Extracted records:
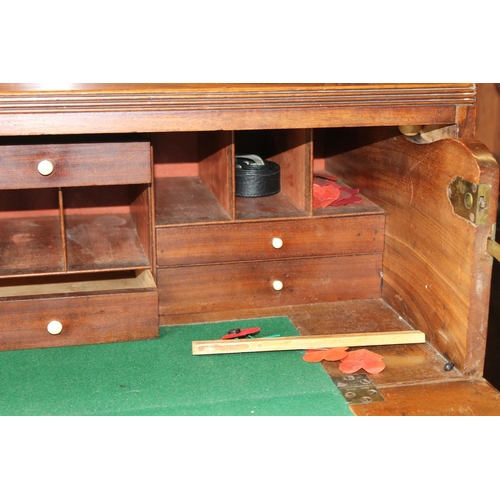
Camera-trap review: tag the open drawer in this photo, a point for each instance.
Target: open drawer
(78, 309)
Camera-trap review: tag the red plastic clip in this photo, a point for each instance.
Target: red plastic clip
(237, 333)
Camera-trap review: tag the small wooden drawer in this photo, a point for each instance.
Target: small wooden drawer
(63, 165)
(88, 311)
(248, 285)
(236, 242)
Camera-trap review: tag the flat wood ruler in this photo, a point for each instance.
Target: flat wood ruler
(307, 342)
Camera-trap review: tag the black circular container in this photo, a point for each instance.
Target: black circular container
(256, 177)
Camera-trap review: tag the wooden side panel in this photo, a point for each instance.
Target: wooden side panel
(195, 289)
(216, 152)
(436, 270)
(295, 163)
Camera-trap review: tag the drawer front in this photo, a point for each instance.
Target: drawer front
(85, 319)
(248, 285)
(233, 242)
(63, 165)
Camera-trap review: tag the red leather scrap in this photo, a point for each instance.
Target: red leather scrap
(332, 354)
(327, 191)
(362, 359)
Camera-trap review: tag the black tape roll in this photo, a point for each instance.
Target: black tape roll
(255, 179)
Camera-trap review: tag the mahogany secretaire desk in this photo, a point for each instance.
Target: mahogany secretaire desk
(118, 213)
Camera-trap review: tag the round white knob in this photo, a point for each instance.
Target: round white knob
(278, 285)
(277, 242)
(45, 167)
(54, 327)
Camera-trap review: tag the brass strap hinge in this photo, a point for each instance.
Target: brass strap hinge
(494, 249)
(470, 200)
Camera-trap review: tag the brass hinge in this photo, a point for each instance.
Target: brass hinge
(494, 249)
(357, 389)
(470, 200)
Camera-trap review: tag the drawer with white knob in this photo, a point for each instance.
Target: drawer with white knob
(277, 240)
(248, 285)
(75, 164)
(93, 309)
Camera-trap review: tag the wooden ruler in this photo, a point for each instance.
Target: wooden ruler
(307, 342)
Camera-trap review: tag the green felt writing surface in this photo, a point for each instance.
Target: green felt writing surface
(162, 377)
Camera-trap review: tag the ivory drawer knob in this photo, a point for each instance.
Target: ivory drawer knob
(277, 242)
(45, 167)
(278, 285)
(54, 327)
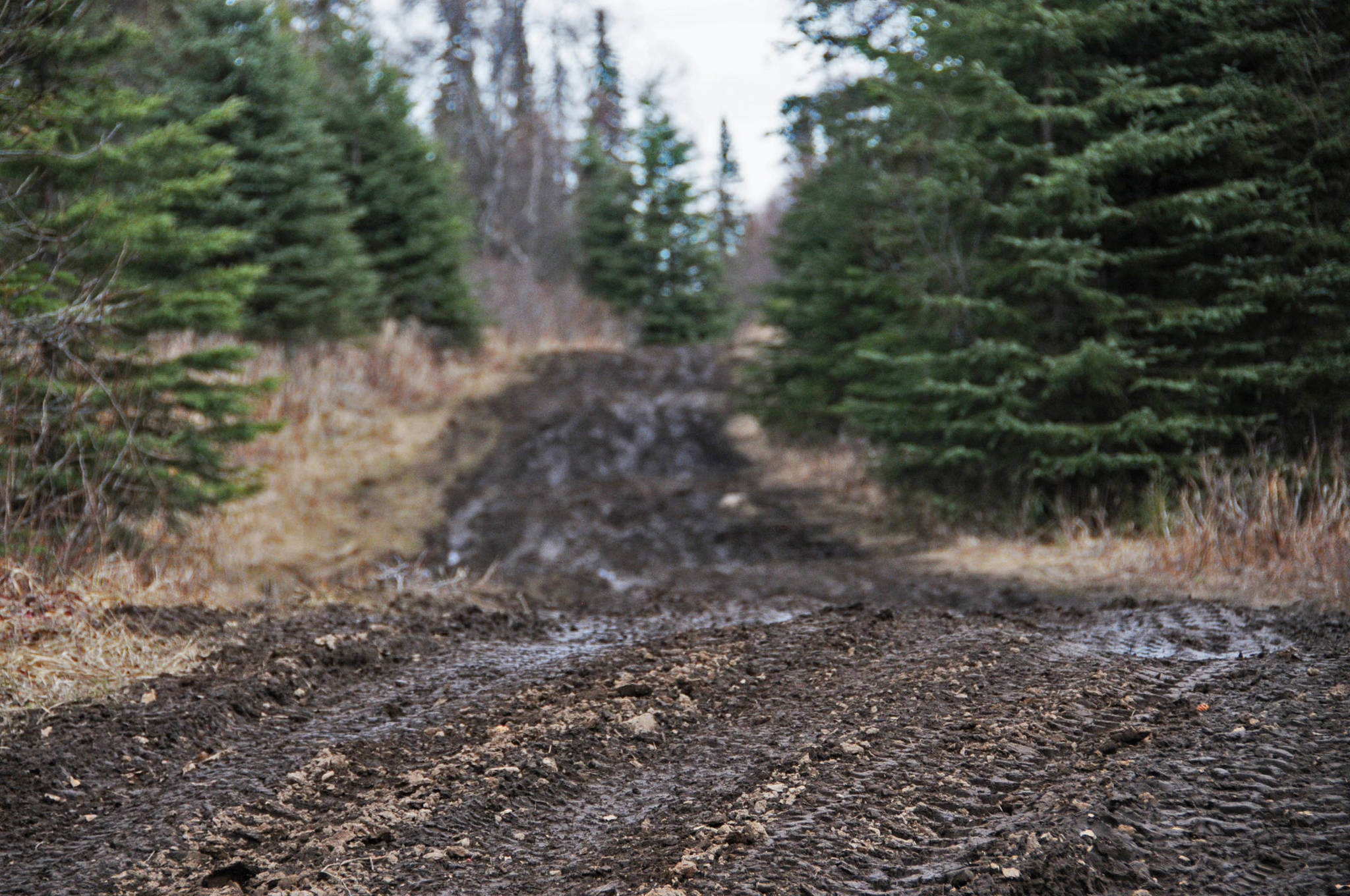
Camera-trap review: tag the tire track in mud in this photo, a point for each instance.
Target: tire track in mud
(699, 713)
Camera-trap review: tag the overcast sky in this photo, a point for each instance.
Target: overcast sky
(719, 59)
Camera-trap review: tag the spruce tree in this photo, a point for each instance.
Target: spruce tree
(684, 297)
(288, 189)
(728, 215)
(409, 217)
(102, 246)
(612, 262)
(1079, 244)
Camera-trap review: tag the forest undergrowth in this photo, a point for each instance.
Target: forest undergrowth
(353, 477)
(355, 472)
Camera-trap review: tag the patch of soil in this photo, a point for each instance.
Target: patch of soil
(704, 694)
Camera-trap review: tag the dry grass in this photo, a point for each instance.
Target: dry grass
(1260, 530)
(1267, 529)
(59, 646)
(357, 474)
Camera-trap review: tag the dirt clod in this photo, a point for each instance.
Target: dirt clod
(702, 686)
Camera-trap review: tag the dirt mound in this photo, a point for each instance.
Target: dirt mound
(616, 468)
(722, 701)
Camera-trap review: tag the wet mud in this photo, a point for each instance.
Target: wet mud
(704, 690)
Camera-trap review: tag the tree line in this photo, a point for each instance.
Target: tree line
(1048, 254)
(251, 168)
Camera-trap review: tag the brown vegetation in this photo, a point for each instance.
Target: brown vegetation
(354, 475)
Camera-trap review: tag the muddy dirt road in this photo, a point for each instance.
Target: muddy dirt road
(697, 686)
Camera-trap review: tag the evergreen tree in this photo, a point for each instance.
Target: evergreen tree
(728, 216)
(287, 190)
(684, 300)
(1057, 250)
(606, 95)
(100, 247)
(409, 217)
(612, 262)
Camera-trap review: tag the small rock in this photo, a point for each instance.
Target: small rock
(644, 723)
(734, 501)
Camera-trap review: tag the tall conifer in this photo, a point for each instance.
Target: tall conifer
(288, 189)
(408, 215)
(102, 246)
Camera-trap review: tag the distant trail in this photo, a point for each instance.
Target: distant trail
(711, 692)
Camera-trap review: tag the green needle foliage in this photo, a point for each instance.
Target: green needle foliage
(612, 264)
(645, 247)
(1056, 250)
(288, 189)
(682, 298)
(102, 246)
(408, 216)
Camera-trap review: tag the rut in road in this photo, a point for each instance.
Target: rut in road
(715, 692)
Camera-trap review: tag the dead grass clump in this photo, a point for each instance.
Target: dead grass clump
(355, 472)
(1267, 528)
(59, 644)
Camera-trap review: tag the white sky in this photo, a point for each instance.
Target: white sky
(717, 59)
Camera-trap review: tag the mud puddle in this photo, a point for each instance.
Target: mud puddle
(704, 690)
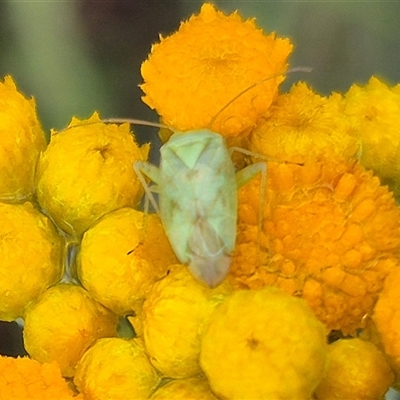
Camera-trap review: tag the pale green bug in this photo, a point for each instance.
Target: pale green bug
(197, 187)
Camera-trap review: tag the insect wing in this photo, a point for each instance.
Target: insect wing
(199, 184)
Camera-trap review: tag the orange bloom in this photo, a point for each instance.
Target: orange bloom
(304, 126)
(375, 110)
(191, 75)
(387, 319)
(330, 234)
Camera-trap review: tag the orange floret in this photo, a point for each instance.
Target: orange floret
(304, 126)
(63, 323)
(356, 370)
(192, 74)
(22, 139)
(331, 234)
(23, 378)
(86, 172)
(386, 317)
(375, 110)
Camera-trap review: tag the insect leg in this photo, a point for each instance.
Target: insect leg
(245, 175)
(152, 172)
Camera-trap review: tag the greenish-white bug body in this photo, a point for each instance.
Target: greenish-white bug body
(197, 191)
(197, 187)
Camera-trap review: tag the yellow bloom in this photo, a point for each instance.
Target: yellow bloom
(116, 369)
(31, 254)
(23, 378)
(356, 370)
(22, 139)
(185, 389)
(117, 263)
(86, 172)
(386, 317)
(330, 234)
(263, 344)
(173, 316)
(304, 126)
(192, 74)
(375, 110)
(63, 323)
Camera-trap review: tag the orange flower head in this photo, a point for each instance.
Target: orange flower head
(191, 75)
(386, 318)
(304, 126)
(375, 110)
(356, 370)
(330, 234)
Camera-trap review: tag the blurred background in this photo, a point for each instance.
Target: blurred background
(76, 57)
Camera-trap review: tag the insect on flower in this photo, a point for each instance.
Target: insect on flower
(197, 187)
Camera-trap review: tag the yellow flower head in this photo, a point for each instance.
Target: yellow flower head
(330, 234)
(22, 139)
(304, 126)
(375, 109)
(117, 263)
(31, 254)
(23, 378)
(115, 368)
(63, 323)
(86, 172)
(356, 370)
(263, 344)
(174, 314)
(192, 74)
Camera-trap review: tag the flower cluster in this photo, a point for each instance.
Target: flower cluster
(108, 310)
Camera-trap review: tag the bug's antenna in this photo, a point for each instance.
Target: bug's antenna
(297, 69)
(119, 121)
(134, 122)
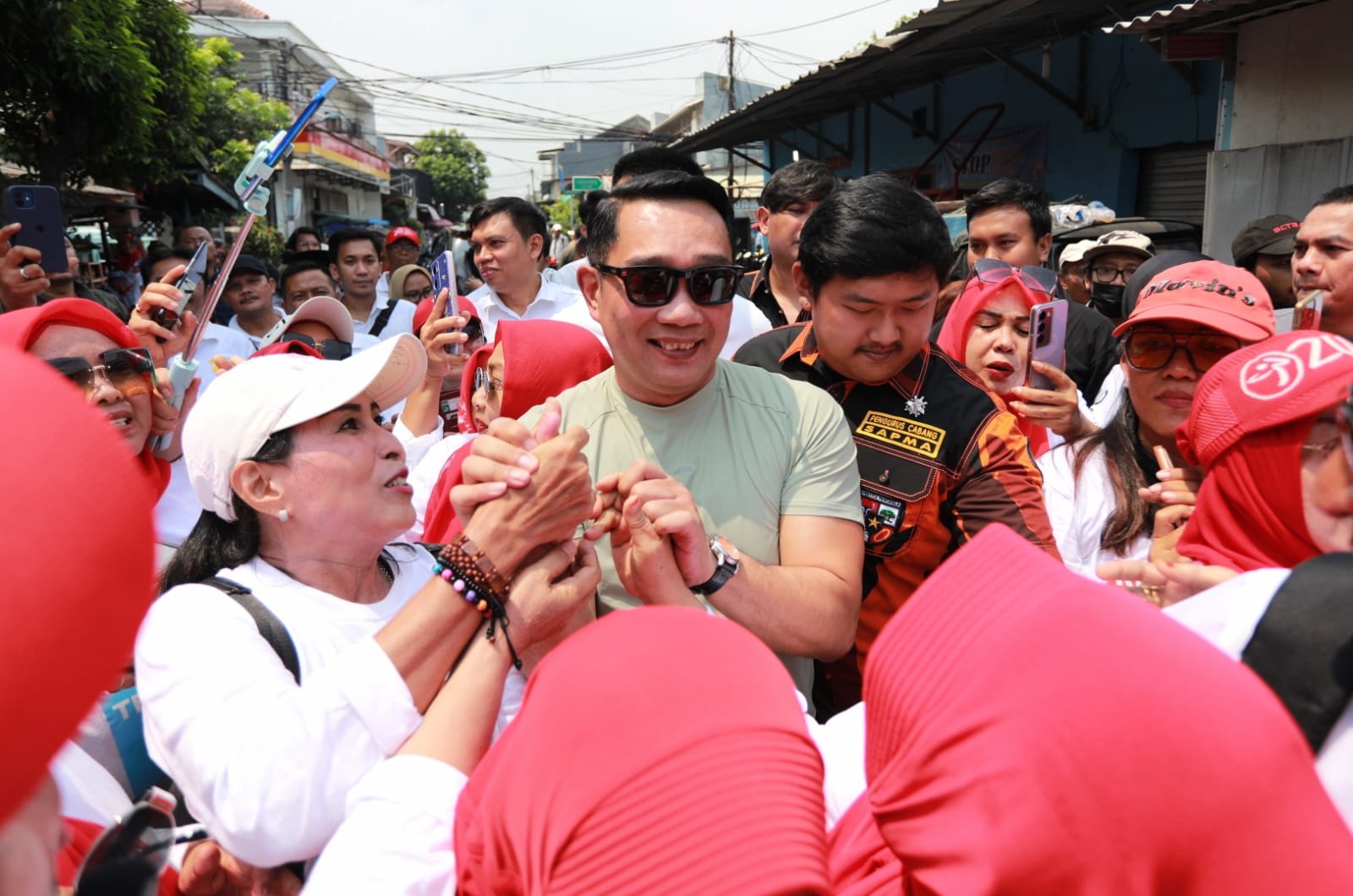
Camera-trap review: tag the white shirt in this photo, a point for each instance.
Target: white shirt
(1079, 511)
(255, 340)
(1228, 616)
(264, 763)
(401, 319)
(550, 301)
(746, 322)
(425, 473)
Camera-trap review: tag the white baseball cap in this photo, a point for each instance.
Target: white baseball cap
(321, 309)
(1075, 252)
(264, 396)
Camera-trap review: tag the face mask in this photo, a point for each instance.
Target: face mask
(1107, 298)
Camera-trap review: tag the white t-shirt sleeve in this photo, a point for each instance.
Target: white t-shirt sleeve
(263, 762)
(399, 833)
(1076, 542)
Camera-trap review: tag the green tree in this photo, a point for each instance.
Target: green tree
(457, 168)
(234, 119)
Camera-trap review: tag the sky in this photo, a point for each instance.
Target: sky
(505, 54)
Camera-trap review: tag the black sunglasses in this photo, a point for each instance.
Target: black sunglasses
(654, 286)
(122, 367)
(1148, 351)
(331, 349)
(992, 271)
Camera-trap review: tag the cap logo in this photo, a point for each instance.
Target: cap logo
(1215, 286)
(1278, 373)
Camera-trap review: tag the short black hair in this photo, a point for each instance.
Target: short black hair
(1339, 195)
(654, 159)
(872, 227)
(805, 180)
(665, 184)
(352, 234)
(298, 233)
(157, 254)
(527, 218)
(1012, 191)
(299, 267)
(589, 203)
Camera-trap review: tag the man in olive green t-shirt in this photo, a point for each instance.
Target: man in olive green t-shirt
(727, 486)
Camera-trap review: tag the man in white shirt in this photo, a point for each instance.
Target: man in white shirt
(249, 294)
(507, 238)
(355, 263)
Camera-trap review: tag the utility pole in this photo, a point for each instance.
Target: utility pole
(732, 105)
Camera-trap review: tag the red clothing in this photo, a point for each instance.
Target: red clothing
(958, 326)
(1042, 734)
(1251, 416)
(22, 329)
(680, 765)
(76, 563)
(540, 360)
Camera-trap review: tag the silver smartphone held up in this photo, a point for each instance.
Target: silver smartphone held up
(444, 278)
(1046, 340)
(1306, 313)
(38, 209)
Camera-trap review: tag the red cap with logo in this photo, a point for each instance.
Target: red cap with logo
(1211, 294)
(403, 233)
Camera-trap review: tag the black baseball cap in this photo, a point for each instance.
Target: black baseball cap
(1272, 234)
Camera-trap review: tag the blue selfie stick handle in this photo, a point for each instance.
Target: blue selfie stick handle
(180, 376)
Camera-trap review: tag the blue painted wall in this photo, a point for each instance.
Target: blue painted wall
(1141, 103)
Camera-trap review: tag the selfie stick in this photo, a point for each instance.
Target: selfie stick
(254, 195)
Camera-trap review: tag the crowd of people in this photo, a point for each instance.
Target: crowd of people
(639, 571)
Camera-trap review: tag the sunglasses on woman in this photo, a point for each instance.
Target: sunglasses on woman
(654, 286)
(331, 349)
(485, 382)
(122, 367)
(1148, 351)
(992, 271)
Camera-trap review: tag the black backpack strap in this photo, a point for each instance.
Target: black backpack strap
(1303, 644)
(379, 324)
(270, 626)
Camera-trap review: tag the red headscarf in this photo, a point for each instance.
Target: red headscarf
(958, 326)
(1251, 414)
(1055, 736)
(540, 360)
(76, 558)
(20, 329)
(682, 765)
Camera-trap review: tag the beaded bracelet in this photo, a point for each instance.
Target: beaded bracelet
(479, 596)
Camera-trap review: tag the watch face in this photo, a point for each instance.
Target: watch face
(728, 547)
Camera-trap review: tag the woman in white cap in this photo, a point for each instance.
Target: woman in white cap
(304, 490)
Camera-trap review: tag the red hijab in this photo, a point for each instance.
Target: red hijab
(76, 558)
(540, 360)
(20, 329)
(1055, 736)
(1249, 418)
(958, 328)
(678, 765)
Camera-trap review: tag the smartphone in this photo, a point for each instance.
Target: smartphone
(168, 319)
(38, 209)
(1046, 340)
(1306, 313)
(444, 278)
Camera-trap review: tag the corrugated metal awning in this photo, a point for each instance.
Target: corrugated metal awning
(951, 37)
(1206, 15)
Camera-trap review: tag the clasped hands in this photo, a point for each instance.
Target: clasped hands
(658, 539)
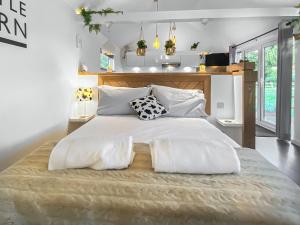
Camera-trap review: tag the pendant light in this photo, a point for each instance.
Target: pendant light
(173, 33)
(156, 43)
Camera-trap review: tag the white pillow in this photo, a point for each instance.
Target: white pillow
(180, 102)
(115, 100)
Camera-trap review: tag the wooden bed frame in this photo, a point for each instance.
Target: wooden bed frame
(194, 81)
(180, 80)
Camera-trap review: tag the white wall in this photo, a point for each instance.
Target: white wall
(296, 138)
(216, 36)
(222, 97)
(90, 45)
(36, 84)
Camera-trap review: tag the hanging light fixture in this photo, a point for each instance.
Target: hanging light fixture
(173, 33)
(156, 43)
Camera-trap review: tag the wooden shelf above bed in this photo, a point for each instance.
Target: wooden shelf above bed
(162, 73)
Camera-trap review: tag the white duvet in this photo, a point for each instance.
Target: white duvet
(108, 127)
(105, 142)
(193, 156)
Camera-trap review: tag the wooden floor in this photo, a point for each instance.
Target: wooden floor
(283, 155)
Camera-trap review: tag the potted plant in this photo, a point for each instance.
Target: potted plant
(141, 50)
(195, 46)
(170, 47)
(295, 23)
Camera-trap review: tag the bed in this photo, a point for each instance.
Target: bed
(260, 194)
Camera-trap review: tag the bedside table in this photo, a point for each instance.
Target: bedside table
(76, 122)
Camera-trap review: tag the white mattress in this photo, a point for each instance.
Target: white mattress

-- WORK TASK --
The lines above that hold "mattress" are the result; show every one of them.

-- REPLY --
Camera-trap review: tag the white mattress in this photo, a point for each instance.
Target: white mattress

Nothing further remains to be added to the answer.